*Challenge*: Reproduce word for word the rows from the line containing "occurrence of grey" through the line containing "[288,127,404,209]", including both of those lines.

*Material shown*:
● ● ●

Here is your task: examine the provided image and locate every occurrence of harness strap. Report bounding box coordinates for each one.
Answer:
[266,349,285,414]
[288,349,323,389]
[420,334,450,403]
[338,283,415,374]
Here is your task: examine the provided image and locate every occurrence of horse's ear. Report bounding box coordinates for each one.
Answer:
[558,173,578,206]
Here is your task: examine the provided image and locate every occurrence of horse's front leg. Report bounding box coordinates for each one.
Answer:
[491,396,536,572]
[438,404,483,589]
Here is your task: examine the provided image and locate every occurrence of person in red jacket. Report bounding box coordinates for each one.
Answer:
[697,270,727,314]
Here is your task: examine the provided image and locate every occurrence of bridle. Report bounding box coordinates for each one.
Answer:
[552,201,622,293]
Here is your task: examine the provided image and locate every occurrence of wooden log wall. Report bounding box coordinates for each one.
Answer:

● ● ●

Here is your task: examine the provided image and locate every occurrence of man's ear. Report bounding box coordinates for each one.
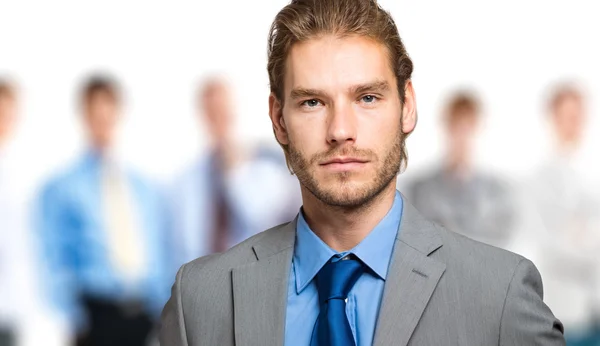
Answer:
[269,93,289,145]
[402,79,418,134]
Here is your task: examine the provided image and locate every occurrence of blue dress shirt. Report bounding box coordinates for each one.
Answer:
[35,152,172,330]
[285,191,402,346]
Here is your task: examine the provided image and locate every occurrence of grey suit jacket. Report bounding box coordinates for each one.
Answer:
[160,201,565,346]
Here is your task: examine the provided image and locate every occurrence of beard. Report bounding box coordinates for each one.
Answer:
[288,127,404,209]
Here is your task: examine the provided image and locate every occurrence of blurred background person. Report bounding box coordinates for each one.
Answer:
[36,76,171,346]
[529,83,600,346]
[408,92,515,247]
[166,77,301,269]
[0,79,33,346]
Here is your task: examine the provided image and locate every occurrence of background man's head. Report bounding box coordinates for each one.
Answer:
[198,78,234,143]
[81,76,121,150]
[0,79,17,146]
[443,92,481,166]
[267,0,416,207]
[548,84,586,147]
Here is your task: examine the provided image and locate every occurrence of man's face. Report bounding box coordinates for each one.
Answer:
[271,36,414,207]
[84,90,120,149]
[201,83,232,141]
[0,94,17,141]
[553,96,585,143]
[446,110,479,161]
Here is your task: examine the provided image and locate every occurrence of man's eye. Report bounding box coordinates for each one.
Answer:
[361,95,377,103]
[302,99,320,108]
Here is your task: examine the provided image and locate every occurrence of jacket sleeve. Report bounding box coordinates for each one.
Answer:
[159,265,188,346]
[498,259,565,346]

● ● ●

*Result for this exercise*:
Here is your task: examine the provided image and locate every occurrence of grey suit jacket. Report bounding box coordinates for each one.
Answer:
[160,201,565,346]
Here is your task: examine the provided image and locate every occurrence of beard. Report bounding box coordinates for each one.
Answer:
[288,127,404,209]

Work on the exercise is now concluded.